## WHAT YOU ARE ASKED TO DO
Extend the passage on preheating pans to prevent food from sticking, beginning after its final sentence.

## PASSAGE FOR REVIEW
One of the greatest whims of the kitchen is the pan. People love their pans and like to make a lot of recipes in them. But a lot of people also struggle with maintaining their pans. Regardless of the making of the pan, the most common kitchen mistakes include food being stuck on the bottom of an unseasoned pan. People make this mistake by adding food to the pan before it is hot enough. Sometimes you can overdo it and have a really hot pan which would burn the food instantly.
Even professional chefs have a bunch of pans always over a soft tongue of a flame so that when they reach for the pan, they are already hot. These pans and every other pan follow some basic rules of physics that require them to be just the right temperature for cooking purposes. Depending on what you’re cooking, you will need to heat your pan differently. But the basic gist is to season the pan if it is iron, stainless steel, or any other metal coating pan. If it is a non-stick pan, your life will be a little easier, but that cookware comes with its own challenges.
More than anything, the reason for this mess is mostly laziness. When you’re in the kitchen, you want to be done with the cooking process as efficiently and as quickly as possible. So, even after being well aware of the concept of pre-heating, you will sometimes try to save some time and rush the process, which will result in stuck food, and eventually you having to scrub it off and put some elbow’s grease into it. Talk about saving time and effort, hah!
The science behind this is simple. It is all about expansion. When you heat your pan, it expands a little on a microscopic level. You should allow the pan to heat up even before adding the oil to complete the expansion. When it is not properly expanded, the food can stick to the surface. Imagine as you’re heating up your pan and it is in the process of swelling up (microscopically, of course), it can grab at the food laying on top of it. But when it is properly heated up, there is nothing that would grab at your food and make it stick.

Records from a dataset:
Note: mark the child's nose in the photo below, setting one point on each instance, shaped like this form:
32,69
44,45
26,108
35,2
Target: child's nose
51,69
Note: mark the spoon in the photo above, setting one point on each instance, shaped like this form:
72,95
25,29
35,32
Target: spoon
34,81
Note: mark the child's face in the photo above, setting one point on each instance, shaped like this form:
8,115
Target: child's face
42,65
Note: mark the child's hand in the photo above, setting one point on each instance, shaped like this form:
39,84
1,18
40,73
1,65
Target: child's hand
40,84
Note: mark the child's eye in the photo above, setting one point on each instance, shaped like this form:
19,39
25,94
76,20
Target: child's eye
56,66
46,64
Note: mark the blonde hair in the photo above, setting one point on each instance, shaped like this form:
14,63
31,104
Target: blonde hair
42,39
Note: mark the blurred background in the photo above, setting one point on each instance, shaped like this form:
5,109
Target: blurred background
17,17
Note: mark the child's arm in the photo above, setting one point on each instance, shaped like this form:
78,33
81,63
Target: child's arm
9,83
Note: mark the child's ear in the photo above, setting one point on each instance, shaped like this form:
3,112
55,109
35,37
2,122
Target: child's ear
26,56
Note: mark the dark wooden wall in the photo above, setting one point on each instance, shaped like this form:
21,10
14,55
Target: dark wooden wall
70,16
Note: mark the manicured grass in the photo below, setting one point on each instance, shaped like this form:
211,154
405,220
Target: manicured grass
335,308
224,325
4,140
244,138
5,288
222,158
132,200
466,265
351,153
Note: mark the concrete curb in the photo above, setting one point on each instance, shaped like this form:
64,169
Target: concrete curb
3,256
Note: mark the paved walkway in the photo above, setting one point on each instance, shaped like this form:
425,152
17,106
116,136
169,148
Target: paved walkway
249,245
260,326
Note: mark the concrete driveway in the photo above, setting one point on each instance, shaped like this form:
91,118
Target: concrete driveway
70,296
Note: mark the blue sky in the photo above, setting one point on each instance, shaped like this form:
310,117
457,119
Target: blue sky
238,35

## ANSWER SECTION
Making Steaks and Meat in a Pan
Cooking meats in the pan is the most famous and the most mistaken recipe at the same time. Meat and any proteins tend to be the most vulnerable to sticking. When you add your meat to a pan too soon, the meat will just sit there as it gets hot with the pan, losing all moisture within and leaking water into the pan. These juices are where the most flavours of the meat are. These will start boiling away as the pan gets hotter. This way, you will miss out on that fine brown crust and instead have a grey mess. Ideally, while cooking tender meats, you want to do it as soon as possible because the more time the meat will spend overheat, the tougher it will get.
The concept is pretty much the same as cooking meats. If you add a vegetable to a cold pan, that first impact will do more harm than good, since it will bring the vegetables to the cooking temperature where the pan gets there. This will steam the vegetables rather than sautéing them. The concept is that while searing meats or sautéing veggies, the first impact is supposed to form a rigid layer on the outside surface of the meat or vegetables. Once that is done, the moisture is locked in, and the desired result is achieved.
There are obviously exceptions to this since there are recipes like caramelized onions that need you to put in the ingredients (onions) while the pan is still getting hot. This is because they need the water to get out of the vegetable and be evaporated to achieve the ideal temperature for caramelizing the internal sugars.